TASK OBJECTIVE:
List each line of the rows below that contains the string "flag", treating uppercase and lowercase as different.

==== GIVEN ENTRIES

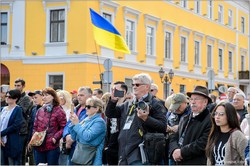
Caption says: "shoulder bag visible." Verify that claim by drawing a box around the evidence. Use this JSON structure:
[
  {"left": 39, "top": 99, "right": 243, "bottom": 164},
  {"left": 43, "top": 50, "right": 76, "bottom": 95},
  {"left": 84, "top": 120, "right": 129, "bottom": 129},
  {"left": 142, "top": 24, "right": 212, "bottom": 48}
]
[
  {"left": 29, "top": 109, "right": 52, "bottom": 146},
  {"left": 71, "top": 142, "right": 97, "bottom": 165}
]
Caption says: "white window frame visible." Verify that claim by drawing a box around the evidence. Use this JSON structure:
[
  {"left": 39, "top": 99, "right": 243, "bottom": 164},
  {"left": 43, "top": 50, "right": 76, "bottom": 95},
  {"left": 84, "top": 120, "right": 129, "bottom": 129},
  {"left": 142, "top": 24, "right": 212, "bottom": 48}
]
[
  {"left": 194, "top": 40, "right": 201, "bottom": 65},
  {"left": 218, "top": 5, "right": 224, "bottom": 24},
  {"left": 146, "top": 25, "right": 156, "bottom": 56},
  {"left": 180, "top": 84, "right": 186, "bottom": 94},
  {"left": 206, "top": 44, "right": 213, "bottom": 68},
  {"left": 180, "top": 0, "right": 188, "bottom": 8},
  {"left": 102, "top": 11, "right": 114, "bottom": 24},
  {"left": 46, "top": 6, "right": 68, "bottom": 45},
  {"left": 180, "top": 35, "right": 188, "bottom": 63},
  {"left": 207, "top": 0, "right": 213, "bottom": 19},
  {"left": 240, "top": 17, "right": 246, "bottom": 33},
  {"left": 46, "top": 72, "right": 65, "bottom": 90},
  {"left": 164, "top": 30, "right": 173, "bottom": 60},
  {"left": 228, "top": 9, "right": 233, "bottom": 28},
  {"left": 0, "top": 10, "right": 10, "bottom": 47},
  {"left": 194, "top": 0, "right": 201, "bottom": 14},
  {"left": 218, "top": 48, "right": 224, "bottom": 71},
  {"left": 228, "top": 50, "right": 233, "bottom": 73},
  {"left": 125, "top": 19, "right": 137, "bottom": 52}
]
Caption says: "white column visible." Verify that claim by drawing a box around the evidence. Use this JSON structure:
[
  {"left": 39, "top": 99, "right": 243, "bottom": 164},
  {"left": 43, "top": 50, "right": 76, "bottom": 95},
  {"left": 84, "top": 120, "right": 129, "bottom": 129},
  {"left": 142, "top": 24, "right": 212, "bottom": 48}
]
[{"left": 10, "top": 0, "right": 25, "bottom": 56}]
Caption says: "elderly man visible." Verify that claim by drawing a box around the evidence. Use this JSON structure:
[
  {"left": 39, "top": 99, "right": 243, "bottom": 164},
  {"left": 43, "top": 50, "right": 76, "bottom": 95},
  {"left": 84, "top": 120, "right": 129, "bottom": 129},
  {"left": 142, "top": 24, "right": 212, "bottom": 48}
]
[
  {"left": 233, "top": 93, "right": 247, "bottom": 122},
  {"left": 63, "top": 86, "right": 93, "bottom": 165},
  {"left": 106, "top": 73, "right": 166, "bottom": 165},
  {"left": 169, "top": 86, "right": 211, "bottom": 165},
  {"left": 227, "top": 87, "right": 237, "bottom": 103}
]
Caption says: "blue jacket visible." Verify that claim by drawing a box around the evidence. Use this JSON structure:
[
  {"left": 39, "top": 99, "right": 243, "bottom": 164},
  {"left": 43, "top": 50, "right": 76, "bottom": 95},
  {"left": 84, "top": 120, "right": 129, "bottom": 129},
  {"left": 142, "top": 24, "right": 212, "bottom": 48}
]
[
  {"left": 70, "top": 114, "right": 106, "bottom": 165},
  {"left": 1, "top": 106, "right": 24, "bottom": 158},
  {"left": 63, "top": 105, "right": 88, "bottom": 138}
]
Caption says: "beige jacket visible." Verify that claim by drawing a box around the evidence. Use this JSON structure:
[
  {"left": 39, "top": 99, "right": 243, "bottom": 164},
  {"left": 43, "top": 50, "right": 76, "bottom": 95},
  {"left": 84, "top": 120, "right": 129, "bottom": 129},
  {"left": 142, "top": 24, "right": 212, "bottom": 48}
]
[{"left": 207, "top": 130, "right": 247, "bottom": 166}]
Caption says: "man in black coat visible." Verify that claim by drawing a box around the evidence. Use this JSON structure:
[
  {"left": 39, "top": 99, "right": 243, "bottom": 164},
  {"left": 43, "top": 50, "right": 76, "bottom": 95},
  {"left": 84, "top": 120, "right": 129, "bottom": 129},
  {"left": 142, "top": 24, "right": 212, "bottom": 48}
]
[
  {"left": 105, "top": 73, "right": 166, "bottom": 165},
  {"left": 169, "top": 86, "right": 211, "bottom": 165}
]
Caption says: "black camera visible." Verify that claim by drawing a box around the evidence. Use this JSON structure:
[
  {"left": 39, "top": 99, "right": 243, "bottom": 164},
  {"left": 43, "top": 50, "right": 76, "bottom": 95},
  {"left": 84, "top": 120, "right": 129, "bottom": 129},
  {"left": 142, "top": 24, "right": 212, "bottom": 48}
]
[
  {"left": 61, "top": 142, "right": 70, "bottom": 155},
  {"left": 136, "top": 101, "right": 148, "bottom": 111}
]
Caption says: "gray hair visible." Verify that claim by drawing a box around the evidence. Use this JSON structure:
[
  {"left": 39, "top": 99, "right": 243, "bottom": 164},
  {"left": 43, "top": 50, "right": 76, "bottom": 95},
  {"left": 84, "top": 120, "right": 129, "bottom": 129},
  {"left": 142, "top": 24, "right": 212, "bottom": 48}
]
[
  {"left": 132, "top": 73, "right": 152, "bottom": 85},
  {"left": 78, "top": 86, "right": 92, "bottom": 95},
  {"left": 234, "top": 92, "right": 245, "bottom": 100}
]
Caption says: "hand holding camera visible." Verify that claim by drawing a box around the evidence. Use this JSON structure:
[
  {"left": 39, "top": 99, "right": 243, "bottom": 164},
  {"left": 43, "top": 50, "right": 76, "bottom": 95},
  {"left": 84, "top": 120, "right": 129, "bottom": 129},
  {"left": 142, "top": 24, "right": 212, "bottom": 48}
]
[{"left": 136, "top": 101, "right": 149, "bottom": 121}]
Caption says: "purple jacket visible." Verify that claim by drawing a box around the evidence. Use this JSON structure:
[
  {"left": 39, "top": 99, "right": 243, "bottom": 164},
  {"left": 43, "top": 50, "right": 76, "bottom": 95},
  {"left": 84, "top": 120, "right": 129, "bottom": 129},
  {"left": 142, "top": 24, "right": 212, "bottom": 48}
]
[{"left": 33, "top": 106, "right": 67, "bottom": 151}]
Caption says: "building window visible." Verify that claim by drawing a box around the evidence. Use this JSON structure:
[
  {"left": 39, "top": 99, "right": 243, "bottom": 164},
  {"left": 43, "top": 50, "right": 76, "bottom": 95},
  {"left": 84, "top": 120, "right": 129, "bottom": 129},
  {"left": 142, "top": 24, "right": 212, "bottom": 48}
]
[
  {"left": 240, "top": 55, "right": 245, "bottom": 71},
  {"left": 194, "top": 41, "right": 200, "bottom": 65},
  {"left": 1, "top": 12, "right": 8, "bottom": 45},
  {"left": 125, "top": 78, "right": 133, "bottom": 93},
  {"left": 181, "top": 36, "right": 187, "bottom": 62},
  {"left": 218, "top": 49, "right": 223, "bottom": 70},
  {"left": 207, "top": 0, "right": 213, "bottom": 19},
  {"left": 194, "top": 0, "right": 201, "bottom": 14},
  {"left": 102, "top": 13, "right": 112, "bottom": 24},
  {"left": 228, "top": 51, "right": 233, "bottom": 72},
  {"left": 181, "top": 0, "right": 187, "bottom": 8},
  {"left": 165, "top": 32, "right": 172, "bottom": 59},
  {"left": 126, "top": 20, "right": 135, "bottom": 51},
  {"left": 180, "top": 84, "right": 186, "bottom": 94},
  {"left": 218, "top": 5, "right": 224, "bottom": 24},
  {"left": 207, "top": 45, "right": 212, "bottom": 67},
  {"left": 228, "top": 9, "right": 233, "bottom": 27},
  {"left": 146, "top": 26, "right": 155, "bottom": 55},
  {"left": 240, "top": 17, "right": 245, "bottom": 33},
  {"left": 48, "top": 74, "right": 63, "bottom": 90},
  {"left": 50, "top": 9, "right": 65, "bottom": 42}
]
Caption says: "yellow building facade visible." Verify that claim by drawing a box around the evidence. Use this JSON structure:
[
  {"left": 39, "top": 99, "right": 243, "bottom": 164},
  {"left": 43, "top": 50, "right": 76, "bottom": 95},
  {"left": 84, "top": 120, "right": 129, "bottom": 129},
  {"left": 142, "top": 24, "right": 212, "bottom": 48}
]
[{"left": 0, "top": 0, "right": 250, "bottom": 97}]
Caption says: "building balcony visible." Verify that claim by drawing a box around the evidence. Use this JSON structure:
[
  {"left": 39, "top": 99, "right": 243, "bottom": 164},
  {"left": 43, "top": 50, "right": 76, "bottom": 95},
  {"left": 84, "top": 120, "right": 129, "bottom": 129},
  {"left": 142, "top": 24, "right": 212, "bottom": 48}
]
[{"left": 239, "top": 70, "right": 250, "bottom": 80}]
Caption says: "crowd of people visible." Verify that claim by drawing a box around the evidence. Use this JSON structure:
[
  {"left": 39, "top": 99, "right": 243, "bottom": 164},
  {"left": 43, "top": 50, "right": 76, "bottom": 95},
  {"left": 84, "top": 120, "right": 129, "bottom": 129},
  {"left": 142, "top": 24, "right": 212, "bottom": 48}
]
[{"left": 0, "top": 73, "right": 250, "bottom": 165}]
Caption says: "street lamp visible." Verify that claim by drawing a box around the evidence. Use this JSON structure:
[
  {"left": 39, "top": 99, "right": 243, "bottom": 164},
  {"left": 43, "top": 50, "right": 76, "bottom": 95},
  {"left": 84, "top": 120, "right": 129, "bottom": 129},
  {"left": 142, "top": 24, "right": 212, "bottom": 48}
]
[{"left": 159, "top": 67, "right": 174, "bottom": 98}]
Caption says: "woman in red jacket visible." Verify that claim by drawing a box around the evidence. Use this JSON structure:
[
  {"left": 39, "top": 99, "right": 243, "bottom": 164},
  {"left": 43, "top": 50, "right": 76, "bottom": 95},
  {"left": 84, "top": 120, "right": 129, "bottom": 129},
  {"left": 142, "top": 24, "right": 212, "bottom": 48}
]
[{"left": 33, "top": 87, "right": 66, "bottom": 165}]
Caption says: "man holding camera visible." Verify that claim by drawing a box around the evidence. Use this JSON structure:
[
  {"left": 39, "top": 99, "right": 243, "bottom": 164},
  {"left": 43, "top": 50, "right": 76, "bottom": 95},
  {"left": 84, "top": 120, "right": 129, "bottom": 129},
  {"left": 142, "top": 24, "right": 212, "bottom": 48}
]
[{"left": 105, "top": 73, "right": 166, "bottom": 165}]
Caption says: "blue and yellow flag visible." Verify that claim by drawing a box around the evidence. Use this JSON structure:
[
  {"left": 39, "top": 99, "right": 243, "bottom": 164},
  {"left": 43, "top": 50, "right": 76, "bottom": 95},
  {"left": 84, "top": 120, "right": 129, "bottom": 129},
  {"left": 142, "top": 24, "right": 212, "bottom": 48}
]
[{"left": 90, "top": 8, "right": 130, "bottom": 54}]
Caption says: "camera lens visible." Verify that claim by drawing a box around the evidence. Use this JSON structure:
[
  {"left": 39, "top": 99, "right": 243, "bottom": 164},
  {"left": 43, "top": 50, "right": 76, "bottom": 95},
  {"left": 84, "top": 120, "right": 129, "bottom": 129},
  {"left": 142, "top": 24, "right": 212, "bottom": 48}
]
[{"left": 138, "top": 101, "right": 147, "bottom": 110}]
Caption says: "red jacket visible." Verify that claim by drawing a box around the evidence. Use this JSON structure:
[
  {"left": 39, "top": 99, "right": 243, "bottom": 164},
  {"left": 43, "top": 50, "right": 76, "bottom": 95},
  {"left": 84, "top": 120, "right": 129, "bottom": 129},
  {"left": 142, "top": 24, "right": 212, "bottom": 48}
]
[{"left": 33, "top": 106, "right": 67, "bottom": 151}]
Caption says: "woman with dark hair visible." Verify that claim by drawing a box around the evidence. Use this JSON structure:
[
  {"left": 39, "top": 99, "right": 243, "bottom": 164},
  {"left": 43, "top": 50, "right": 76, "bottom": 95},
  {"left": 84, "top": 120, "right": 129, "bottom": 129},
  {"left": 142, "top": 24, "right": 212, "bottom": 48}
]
[
  {"left": 69, "top": 97, "right": 106, "bottom": 165},
  {"left": 0, "top": 89, "right": 24, "bottom": 165},
  {"left": 33, "top": 87, "right": 66, "bottom": 165},
  {"left": 206, "top": 102, "right": 247, "bottom": 165}
]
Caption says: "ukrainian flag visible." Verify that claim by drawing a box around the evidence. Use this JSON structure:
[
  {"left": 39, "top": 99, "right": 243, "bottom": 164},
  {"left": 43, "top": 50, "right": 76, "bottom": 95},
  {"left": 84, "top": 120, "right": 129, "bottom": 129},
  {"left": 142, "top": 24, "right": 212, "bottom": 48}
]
[{"left": 90, "top": 8, "right": 130, "bottom": 54}]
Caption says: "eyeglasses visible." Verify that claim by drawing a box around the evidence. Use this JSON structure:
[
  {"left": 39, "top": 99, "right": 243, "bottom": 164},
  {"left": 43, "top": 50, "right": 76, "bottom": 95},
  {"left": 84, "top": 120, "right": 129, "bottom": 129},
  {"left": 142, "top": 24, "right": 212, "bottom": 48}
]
[
  {"left": 5, "top": 95, "right": 12, "bottom": 99},
  {"left": 212, "top": 112, "right": 225, "bottom": 117},
  {"left": 233, "top": 99, "right": 242, "bottom": 102},
  {"left": 85, "top": 105, "right": 96, "bottom": 109},
  {"left": 189, "top": 98, "right": 204, "bottom": 101},
  {"left": 132, "top": 84, "right": 145, "bottom": 87}
]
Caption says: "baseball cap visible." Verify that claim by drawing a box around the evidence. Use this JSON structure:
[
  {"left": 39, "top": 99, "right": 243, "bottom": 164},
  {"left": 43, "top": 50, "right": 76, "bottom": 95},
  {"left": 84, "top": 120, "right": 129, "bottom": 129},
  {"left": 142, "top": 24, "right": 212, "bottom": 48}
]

========

OUTPUT BELOW:
Caption says: "blue and yellow flag visible." Verify that claim by drawing a box around the evidence. Use this JSON structure:
Caption says: "ukrainian flag visible." Verify that claim by drawing a box around the evidence. Use this JSON structure:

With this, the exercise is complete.